# [Records of labeled boxes]
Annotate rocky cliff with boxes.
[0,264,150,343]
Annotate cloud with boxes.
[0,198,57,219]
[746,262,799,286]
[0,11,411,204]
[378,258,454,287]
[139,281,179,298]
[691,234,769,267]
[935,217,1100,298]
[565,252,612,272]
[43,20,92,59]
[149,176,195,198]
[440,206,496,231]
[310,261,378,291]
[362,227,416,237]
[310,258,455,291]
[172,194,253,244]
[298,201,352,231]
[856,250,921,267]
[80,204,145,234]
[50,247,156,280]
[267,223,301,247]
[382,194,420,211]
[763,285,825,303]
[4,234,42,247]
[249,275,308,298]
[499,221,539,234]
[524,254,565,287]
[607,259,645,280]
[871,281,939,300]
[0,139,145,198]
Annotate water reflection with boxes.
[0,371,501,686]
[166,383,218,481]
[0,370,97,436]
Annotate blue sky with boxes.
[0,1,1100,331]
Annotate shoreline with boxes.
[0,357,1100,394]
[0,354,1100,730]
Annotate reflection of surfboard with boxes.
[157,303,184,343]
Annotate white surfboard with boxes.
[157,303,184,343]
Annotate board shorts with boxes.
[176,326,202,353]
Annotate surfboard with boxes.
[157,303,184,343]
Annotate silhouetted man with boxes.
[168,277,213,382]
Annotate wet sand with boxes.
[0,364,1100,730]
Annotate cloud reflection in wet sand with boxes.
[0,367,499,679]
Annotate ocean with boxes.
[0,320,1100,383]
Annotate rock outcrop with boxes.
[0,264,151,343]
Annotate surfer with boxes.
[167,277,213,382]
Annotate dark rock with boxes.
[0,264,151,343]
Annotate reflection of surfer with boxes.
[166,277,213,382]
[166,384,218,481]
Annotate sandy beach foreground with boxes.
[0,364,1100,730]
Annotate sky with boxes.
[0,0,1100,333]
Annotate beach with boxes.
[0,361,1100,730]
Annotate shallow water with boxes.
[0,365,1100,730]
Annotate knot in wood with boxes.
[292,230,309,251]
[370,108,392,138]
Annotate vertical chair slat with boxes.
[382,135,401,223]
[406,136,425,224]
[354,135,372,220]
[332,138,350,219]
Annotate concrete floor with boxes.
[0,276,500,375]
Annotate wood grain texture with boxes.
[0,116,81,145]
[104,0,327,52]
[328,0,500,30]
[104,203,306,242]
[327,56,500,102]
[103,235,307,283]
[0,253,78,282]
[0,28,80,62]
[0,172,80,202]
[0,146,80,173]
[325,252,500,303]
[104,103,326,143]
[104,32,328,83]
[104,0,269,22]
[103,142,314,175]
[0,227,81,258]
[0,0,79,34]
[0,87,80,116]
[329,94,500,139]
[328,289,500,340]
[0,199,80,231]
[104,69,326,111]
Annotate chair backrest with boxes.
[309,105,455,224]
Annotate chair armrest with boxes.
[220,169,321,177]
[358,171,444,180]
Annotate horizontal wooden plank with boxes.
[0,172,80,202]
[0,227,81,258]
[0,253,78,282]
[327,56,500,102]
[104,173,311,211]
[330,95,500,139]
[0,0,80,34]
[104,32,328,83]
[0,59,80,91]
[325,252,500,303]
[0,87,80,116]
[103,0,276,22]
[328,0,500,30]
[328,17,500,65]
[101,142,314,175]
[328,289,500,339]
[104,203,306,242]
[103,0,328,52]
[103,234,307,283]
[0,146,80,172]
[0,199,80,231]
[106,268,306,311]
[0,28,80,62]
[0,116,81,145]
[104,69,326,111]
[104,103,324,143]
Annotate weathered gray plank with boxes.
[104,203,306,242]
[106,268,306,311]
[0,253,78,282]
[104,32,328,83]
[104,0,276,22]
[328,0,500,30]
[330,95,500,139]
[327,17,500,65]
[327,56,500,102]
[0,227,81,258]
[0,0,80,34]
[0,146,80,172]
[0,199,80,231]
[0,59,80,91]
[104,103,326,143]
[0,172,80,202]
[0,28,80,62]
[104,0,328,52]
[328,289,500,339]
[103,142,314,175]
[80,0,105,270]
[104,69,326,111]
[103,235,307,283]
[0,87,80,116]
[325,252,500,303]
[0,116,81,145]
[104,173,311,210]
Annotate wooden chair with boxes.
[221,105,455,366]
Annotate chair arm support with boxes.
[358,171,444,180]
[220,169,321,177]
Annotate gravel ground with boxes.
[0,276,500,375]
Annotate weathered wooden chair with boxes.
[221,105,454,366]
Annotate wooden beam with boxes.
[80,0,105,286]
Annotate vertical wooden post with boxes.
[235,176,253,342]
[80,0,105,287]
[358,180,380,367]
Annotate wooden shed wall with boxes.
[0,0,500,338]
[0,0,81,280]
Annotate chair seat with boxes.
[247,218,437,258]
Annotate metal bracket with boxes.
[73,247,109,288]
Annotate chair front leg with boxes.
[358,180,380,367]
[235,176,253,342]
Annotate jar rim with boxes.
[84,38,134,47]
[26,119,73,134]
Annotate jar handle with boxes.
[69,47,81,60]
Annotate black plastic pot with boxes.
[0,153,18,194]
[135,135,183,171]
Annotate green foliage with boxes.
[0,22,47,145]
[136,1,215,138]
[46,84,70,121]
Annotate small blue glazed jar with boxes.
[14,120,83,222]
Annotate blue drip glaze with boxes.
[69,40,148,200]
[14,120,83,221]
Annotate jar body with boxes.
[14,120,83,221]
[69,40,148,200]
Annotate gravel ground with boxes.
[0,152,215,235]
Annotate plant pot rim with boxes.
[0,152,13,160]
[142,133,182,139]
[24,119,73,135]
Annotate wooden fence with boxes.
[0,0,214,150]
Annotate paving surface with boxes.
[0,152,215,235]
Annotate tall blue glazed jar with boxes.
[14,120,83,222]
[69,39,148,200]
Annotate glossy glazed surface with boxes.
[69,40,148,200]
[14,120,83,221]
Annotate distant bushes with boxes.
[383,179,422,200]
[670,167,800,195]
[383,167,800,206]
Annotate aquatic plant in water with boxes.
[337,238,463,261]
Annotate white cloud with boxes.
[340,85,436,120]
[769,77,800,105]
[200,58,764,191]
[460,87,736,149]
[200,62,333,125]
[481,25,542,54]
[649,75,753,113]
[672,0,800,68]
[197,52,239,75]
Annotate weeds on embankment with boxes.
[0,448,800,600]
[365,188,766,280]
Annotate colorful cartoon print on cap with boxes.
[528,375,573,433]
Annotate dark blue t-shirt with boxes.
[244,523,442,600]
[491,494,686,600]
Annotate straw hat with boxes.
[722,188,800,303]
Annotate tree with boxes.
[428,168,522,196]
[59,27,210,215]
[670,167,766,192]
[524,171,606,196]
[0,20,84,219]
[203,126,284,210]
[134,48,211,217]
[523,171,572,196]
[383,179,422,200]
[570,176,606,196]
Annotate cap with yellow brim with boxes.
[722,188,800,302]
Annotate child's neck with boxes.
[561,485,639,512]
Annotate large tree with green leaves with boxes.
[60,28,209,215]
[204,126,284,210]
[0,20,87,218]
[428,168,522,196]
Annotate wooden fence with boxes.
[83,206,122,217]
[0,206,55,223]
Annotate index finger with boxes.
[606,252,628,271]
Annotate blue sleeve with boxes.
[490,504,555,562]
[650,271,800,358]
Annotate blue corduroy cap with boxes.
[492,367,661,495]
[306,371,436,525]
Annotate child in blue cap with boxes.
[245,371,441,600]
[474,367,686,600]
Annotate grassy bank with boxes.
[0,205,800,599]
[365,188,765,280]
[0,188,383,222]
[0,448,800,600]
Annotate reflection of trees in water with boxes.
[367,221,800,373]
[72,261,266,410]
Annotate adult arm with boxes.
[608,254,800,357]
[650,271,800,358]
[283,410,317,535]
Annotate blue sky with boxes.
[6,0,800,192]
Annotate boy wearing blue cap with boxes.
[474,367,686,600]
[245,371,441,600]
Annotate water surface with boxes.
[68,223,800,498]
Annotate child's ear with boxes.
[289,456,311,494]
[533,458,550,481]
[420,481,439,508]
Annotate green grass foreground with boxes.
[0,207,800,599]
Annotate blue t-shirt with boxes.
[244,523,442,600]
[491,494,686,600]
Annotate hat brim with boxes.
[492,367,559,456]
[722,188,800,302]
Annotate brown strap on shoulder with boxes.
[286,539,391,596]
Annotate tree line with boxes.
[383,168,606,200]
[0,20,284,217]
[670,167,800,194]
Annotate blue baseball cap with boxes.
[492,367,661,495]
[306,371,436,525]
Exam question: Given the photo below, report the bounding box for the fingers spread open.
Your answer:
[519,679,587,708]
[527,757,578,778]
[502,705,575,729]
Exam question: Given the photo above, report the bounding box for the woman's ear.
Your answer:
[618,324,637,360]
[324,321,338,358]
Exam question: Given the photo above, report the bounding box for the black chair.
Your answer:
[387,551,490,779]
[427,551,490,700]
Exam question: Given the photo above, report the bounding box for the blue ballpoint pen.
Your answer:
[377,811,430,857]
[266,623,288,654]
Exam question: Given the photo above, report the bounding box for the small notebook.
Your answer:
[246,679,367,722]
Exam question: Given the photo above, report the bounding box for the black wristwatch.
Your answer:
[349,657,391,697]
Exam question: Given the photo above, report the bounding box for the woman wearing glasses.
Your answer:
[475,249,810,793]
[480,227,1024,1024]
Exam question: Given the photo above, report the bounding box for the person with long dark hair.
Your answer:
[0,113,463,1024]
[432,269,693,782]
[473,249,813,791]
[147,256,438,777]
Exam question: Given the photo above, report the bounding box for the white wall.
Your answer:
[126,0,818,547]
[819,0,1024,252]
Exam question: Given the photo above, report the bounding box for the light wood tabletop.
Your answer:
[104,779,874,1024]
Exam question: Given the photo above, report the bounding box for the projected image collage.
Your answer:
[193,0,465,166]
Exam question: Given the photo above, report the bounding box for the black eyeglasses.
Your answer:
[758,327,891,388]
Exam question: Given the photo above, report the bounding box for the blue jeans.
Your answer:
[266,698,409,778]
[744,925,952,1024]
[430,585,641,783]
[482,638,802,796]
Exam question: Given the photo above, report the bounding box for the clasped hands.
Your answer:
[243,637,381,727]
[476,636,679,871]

# [SHORT PROBLEM]
Copy out the part of the listing that starts with the line containing "the black chair." and ends with the line containing "[147,256,438,777]", with both of those lines included.

# [WORKED ANSWER]
Exam question: Given the photo above, report the bounding box for the black chair.
Your answer:
[387,551,490,779]
[427,551,490,700]
Exam question: Given the photo above, report the bounding box for the blue ballpoint pen.
Your answer:
[377,811,430,857]
[266,623,288,654]
Exam question: Given the photo above, report the bounding box for the small notebook.
Your answer:
[246,679,367,722]
Exam question: Given the photo above, report the bounding box for the black wristwatch.
Your answer:
[349,657,391,697]
Exam question: Given the photo above, report the bounding box for the woman wearing glasses.
Your answer:
[475,249,810,793]
[480,227,1024,1024]
Exam question: Given the photo above, report the bounding box for the person with long dark hair.
Your answer:
[0,113,463,1024]
[432,269,693,782]
[473,249,813,791]
[147,256,438,777]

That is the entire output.